THE ATTORNEY GENERAL (Sir C. RUSSELL, Hackney, S.)

Great as is his rank.

MR. T. W. RUSSELL

said it was printed in the paper from which he was quoting, "Great as is his risk."

MR. BODKIN

What paper?

MR. T. W. RUSSELL

The Evening Mail of the same date. He would make the correction willingly— Great as is his rank, no man need envy him. The fullest opportunity will be given him to show why, as regards his evicted tenants, he has declined to follow the example generally get by the landlords of his own county. If he refuses to attend And then the hon. and learned Member for the University of Dublin (Mr. Carson) rose in his place and said— I appear for him, and I do not know why these observations should be made. The President: You shall hear presently. Mr. Carson: I am only stating that I appear here for him, and I do not know why— The President: I am very glad to see you. If Lord Clanricarde in person refuses to attend and explain his conduct he must be prepared for the assumption that arises, and the inference that is properly drawn where evidence is deliberately withheld. Was ever the like of that heard of in any Court pretending to have any judicial character at all? What right had this gentleman, whose duty it was to sit and hear evidence, to comment on any man before he had received his evidence? He was practically trying a man before he had heard him. What right had Sir James Mathew to make any observation upon Lord Clanricarde, or any other man, until he had heard the case against him? He was told, and very properly told, that Lord Clanricarde, so far from being absent, appeared by counsel. Sir James Mathew had no right to assume that Lord Clanricarde would not appear in person. He had done the proper thing, having sent counsel to represent him, and Sir James Mathew had no earthly right to assume that Lord Clanricarde wanted to shirk inquiry, and, in a judicial proceeding, to hold that man up to obloquy — no matter what his character might be—and he had no wish to defend Lord Clanricarde. [Ironical Irish Cheers.] Yes, but even the eminent lawyer who was Recorder for Liverpool (Mr. Hop-wood) would admit that even a street walker had a right to be heard before trial. He did not see why that hon. Gentleman (Mr. Hopwood) should press for hard sentences seeing that he himself was prepared to let off all the scoundrels he possibly could. [Cries of "Order!" and "Withdraw!"]

MR. T. M. HEALY

I wish to know from you, Sir, whether it is in Order to—

THE CHAIRMAN

(interrupting): I think the hon. Member will see that this observation ought not to have been made.

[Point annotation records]
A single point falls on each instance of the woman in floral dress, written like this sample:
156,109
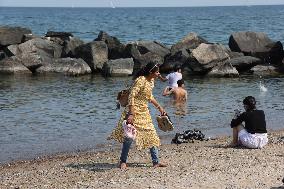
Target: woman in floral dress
138,114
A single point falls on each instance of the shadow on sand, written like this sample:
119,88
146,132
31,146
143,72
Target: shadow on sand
102,167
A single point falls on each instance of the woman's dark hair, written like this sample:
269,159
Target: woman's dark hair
151,67
250,102
177,67
180,82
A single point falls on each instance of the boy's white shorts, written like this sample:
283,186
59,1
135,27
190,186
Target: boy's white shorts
249,140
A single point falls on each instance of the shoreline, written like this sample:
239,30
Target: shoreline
201,164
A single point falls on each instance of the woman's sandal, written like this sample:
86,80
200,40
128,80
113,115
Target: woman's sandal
122,165
160,165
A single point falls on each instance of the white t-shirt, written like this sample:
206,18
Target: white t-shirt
173,78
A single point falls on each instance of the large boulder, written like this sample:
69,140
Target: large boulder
36,52
61,35
67,66
118,67
70,45
257,44
94,53
115,47
131,51
264,70
244,63
191,41
224,69
12,65
12,35
152,46
206,56
66,40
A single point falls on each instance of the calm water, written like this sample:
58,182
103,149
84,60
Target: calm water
49,114
167,25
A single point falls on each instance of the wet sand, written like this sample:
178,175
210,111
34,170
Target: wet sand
202,164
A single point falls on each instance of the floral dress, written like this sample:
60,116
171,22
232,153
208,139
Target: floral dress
139,97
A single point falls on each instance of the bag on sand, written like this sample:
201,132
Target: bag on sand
122,97
128,130
164,123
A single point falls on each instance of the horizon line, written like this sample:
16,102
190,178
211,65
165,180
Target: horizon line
245,5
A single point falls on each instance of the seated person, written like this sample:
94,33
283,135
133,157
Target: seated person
253,134
179,93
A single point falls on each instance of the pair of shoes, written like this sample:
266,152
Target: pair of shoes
160,165
122,165
164,123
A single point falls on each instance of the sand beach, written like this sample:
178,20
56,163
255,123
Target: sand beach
202,164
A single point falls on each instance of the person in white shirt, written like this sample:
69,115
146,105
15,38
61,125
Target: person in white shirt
172,77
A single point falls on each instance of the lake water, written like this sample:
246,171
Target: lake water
51,113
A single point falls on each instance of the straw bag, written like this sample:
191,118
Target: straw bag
122,97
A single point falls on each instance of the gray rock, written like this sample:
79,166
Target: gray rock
206,56
94,53
118,67
244,63
70,46
67,66
115,47
37,52
191,41
264,70
152,46
224,69
12,65
12,35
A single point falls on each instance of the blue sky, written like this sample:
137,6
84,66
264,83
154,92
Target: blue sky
134,3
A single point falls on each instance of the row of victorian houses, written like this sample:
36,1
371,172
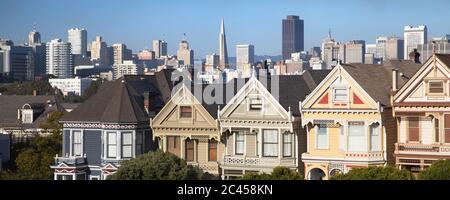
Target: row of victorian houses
319,123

▶ _Exercise objective_
In the parliamentary debate excerpt, which paper does Mr. T. W. Russell name as the one he was quoting from?

▶ _Response_
The Evening Mail of the same date.